SUPPLIED ENTRIES:
#####
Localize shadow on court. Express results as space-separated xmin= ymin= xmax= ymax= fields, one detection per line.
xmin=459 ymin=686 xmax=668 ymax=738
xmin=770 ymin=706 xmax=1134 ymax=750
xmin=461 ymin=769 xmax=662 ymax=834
#####
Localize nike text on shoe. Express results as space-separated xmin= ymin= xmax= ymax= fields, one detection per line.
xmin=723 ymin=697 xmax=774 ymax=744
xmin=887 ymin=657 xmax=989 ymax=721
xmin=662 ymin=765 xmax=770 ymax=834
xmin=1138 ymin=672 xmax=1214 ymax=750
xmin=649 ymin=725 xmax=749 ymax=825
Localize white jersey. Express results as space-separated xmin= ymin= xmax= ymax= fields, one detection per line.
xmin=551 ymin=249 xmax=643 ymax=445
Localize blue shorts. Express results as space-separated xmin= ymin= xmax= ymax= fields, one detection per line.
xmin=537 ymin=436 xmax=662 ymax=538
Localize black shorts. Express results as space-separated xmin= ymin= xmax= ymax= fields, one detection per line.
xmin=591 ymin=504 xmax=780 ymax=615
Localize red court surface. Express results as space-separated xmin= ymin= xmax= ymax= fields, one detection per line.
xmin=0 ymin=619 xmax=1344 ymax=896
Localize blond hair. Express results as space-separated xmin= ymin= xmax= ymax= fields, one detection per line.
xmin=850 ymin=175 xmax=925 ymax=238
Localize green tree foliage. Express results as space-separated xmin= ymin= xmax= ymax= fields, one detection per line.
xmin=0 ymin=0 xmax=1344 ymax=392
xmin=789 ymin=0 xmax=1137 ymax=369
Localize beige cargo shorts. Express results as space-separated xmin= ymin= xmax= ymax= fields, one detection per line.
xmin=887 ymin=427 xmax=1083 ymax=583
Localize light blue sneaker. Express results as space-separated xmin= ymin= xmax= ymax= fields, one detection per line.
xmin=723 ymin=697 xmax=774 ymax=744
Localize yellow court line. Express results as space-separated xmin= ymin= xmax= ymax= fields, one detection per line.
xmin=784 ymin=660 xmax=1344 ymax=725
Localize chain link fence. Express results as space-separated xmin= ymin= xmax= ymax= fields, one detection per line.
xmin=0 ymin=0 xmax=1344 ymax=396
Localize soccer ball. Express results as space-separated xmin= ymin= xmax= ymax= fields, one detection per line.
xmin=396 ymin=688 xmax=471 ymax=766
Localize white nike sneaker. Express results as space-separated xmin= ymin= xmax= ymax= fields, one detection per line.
#####
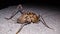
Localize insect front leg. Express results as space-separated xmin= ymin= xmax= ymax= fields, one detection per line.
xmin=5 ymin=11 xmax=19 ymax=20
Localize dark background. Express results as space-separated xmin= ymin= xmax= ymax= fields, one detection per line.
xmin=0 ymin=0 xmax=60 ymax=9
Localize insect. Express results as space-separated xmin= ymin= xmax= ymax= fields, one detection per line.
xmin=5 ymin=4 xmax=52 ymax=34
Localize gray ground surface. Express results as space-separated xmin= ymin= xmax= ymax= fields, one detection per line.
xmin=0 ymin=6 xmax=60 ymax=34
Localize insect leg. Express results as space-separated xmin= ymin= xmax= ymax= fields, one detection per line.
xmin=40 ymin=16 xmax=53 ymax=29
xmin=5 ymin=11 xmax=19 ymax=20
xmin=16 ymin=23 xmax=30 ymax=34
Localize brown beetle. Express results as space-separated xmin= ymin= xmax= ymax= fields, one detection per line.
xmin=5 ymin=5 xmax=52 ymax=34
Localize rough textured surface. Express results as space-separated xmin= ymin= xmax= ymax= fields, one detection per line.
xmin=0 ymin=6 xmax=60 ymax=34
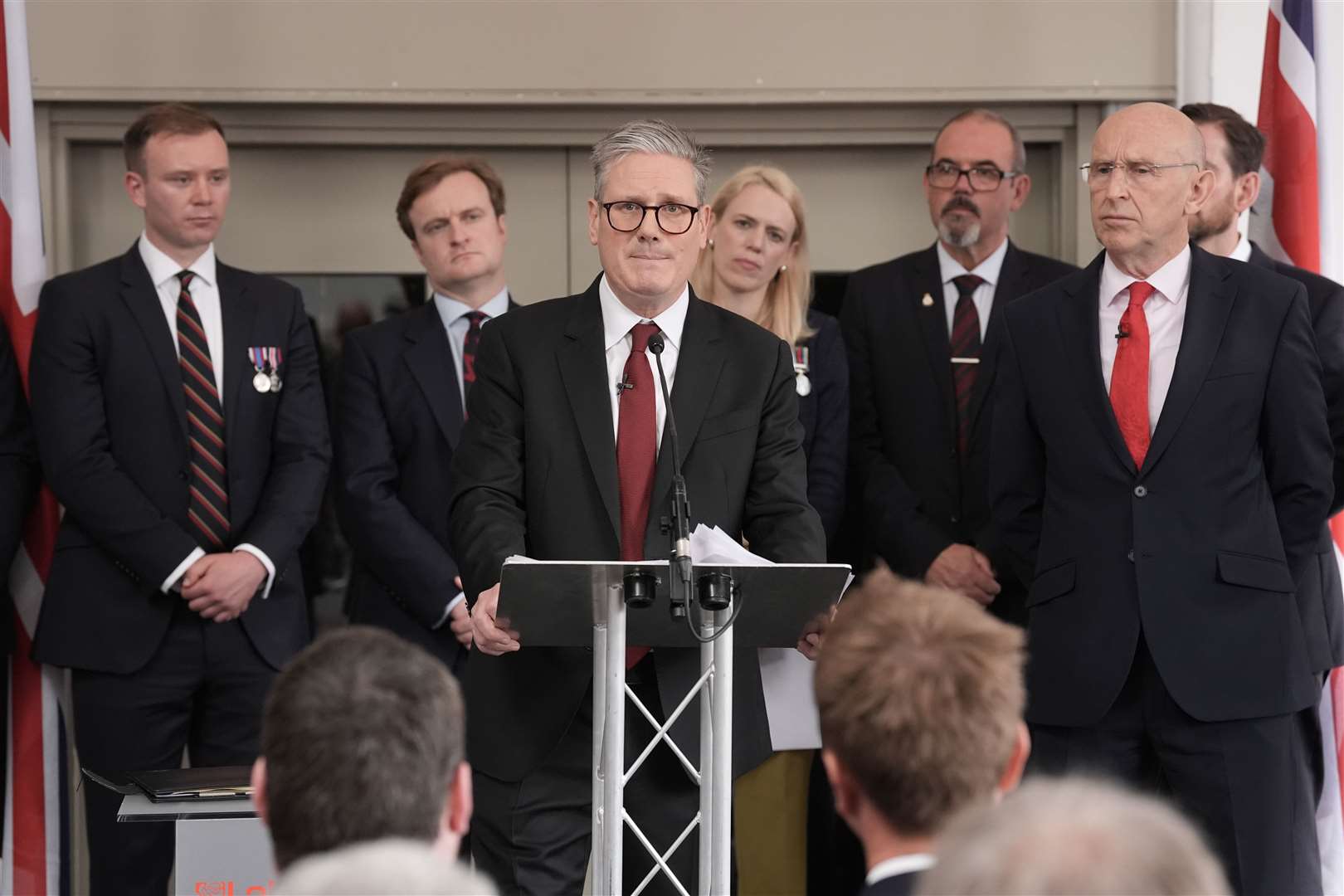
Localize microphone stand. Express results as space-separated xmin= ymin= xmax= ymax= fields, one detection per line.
#####
REQUIREMENT: Could you pull out, word for word, the part of the listing above that opens with the line containing "Localize shadow on" and closes with the line containing "xmin=461 ymin=769 xmax=662 ymax=834", with both of those lines included?

RESPONSE BELOW:
Localize shadow on court. Express results as space-separated xmin= ymin= xmax= ymax= fields, one detection per line.
xmin=459 ymin=686 xmax=668 ymax=738
xmin=770 ymin=706 xmax=1134 ymax=750
xmin=461 ymin=769 xmax=662 ymax=834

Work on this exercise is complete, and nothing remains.